⟨
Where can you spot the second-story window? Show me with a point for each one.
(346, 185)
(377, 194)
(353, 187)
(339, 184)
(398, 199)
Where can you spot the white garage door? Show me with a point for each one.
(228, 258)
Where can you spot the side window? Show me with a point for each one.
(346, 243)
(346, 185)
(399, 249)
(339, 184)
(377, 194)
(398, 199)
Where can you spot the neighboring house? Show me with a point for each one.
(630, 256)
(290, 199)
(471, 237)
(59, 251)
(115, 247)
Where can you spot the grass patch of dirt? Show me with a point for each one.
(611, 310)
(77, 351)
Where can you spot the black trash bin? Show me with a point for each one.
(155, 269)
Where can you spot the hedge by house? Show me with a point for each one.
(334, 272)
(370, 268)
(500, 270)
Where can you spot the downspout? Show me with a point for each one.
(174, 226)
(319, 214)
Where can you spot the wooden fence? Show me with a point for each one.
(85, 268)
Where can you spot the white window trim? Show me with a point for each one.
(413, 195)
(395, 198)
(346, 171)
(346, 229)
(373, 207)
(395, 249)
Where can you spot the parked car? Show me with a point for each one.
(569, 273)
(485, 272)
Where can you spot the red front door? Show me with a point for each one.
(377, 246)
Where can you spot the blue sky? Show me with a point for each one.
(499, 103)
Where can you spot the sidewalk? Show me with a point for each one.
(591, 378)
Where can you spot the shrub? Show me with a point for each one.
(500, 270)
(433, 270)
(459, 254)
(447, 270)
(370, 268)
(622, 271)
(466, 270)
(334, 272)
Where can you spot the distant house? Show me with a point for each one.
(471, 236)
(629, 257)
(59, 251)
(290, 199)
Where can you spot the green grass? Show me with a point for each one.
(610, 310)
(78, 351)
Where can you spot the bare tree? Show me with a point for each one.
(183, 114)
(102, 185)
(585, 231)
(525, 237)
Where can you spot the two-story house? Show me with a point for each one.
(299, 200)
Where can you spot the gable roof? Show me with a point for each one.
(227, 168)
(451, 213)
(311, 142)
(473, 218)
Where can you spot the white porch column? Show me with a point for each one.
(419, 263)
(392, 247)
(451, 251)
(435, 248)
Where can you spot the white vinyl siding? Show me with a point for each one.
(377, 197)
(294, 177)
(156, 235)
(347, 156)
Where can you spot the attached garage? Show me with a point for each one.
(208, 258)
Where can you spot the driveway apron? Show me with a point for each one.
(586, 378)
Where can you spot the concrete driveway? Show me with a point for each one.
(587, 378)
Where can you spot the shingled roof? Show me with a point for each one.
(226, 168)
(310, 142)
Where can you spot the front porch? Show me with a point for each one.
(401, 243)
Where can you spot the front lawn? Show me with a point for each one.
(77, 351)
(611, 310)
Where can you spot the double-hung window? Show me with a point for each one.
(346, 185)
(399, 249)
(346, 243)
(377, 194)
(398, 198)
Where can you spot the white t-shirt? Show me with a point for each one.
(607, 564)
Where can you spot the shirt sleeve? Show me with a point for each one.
⟩
Arrange every line of the material above as a numbered list, omitting any blank lines.

1. Where can you spot the second-story window? Show me with a point for each one.
2. (346, 185)
3. (377, 194)
4. (353, 187)
5. (339, 184)
6. (398, 199)
7. Where can you spot the white garage door? Show me with a point for each one.
8. (228, 258)
9. Where can you spot the side window? Show me with a point for each one.
10. (346, 243)
11. (346, 185)
12. (399, 249)
13. (339, 184)
14. (377, 194)
15. (398, 199)
16. Where can you spot the neighboring house? Show me with a point for each one.
17. (630, 256)
18. (290, 199)
19. (471, 237)
20. (59, 251)
21. (115, 247)
22. Where can you spot the grass patch of dirt? Show me with a point for each one.
23. (611, 310)
24. (77, 351)
25. Where can you spot the black trash bin? Show me with a point for each one.
26. (155, 269)
27. Where can you spot the hedge by house? Show me with a point for each one.
28. (334, 272)
29. (370, 268)
30. (500, 270)
31. Where can you spot the downspout? Show me with a point for each one.
32. (174, 226)
33. (319, 214)
34. Where can you spot the wooden fence? Show me with a point for each one.
35. (85, 268)
36. Where can you spot the white window trim? Show me with a point for each one.
37. (413, 195)
38. (395, 198)
39. (346, 171)
40. (346, 229)
41. (373, 207)
42. (395, 249)
43. Where can you spot the parked car? Show me with a point for each one.
44. (569, 273)
45. (485, 272)
46. Where can you spot the red front door? Show me with a point for each one.
47. (377, 246)
48. Where can you spot the blue sky? Show me with a point for each one.
49. (499, 103)
50. Where can you spot the sidewalk? Show me with a point for each one.
51. (591, 378)
52. Where can you spot the shrub? Show me with a point for each one.
53. (500, 270)
54. (433, 270)
55. (459, 254)
56. (447, 270)
57. (370, 268)
58. (622, 271)
59. (466, 270)
60. (334, 272)
61. Where can you spot the distant house? Show me with a point for each one.
62. (471, 236)
63. (629, 257)
64. (59, 251)
65. (290, 199)
66. Where can you spot the green grass? Show me with a point for each one.
67. (610, 310)
68. (78, 351)
69. Where can you spot the bare tree? Show me with a point for each one.
70. (183, 114)
71. (102, 185)
72. (585, 231)
73. (525, 237)
74. Where can you spot the two-story house? Show me with a point for each one.
75. (299, 200)
76. Where can you spot the gable roof? Show me with a point for each one.
77. (227, 168)
78. (451, 213)
79. (311, 142)
80. (473, 218)
81. Where can you spot the white porch column? Show me with a point for each one.
82. (419, 263)
83. (392, 247)
84. (451, 251)
85. (435, 248)
86. Where can you spot the white vinyl siding? Show me with a point for each one.
87. (377, 197)
88. (294, 177)
89. (156, 235)
90. (347, 156)
91. Where can you spot the attached garage? Show me with a point for each one.
92. (208, 258)
93. Where can you spot the driveway apron? Show me with a point for each one.
94. (586, 378)
95. Where can you spot the concrete driveway? Show me with a point for each one.
96. (587, 378)
97. Where can you spot the shingled roof? Show me with a point for each one.
98. (226, 168)
99. (310, 142)
100. Where can you spot the front porch? Show me with a point for each one.
101. (401, 243)
102. Where can you spot the front lawn? Show me with a point for each one.
103. (77, 351)
104. (611, 310)
105. Where can you spot the double-hung window? Show me with a point for each one.
106. (346, 185)
107. (399, 249)
108. (346, 243)
109. (377, 194)
110. (398, 198)
111. Where can you spot the white t-shirt? Show me with a point for each one.
112. (607, 564)
113. Where can you spot the shirt sleeve? Show me with a point for each one.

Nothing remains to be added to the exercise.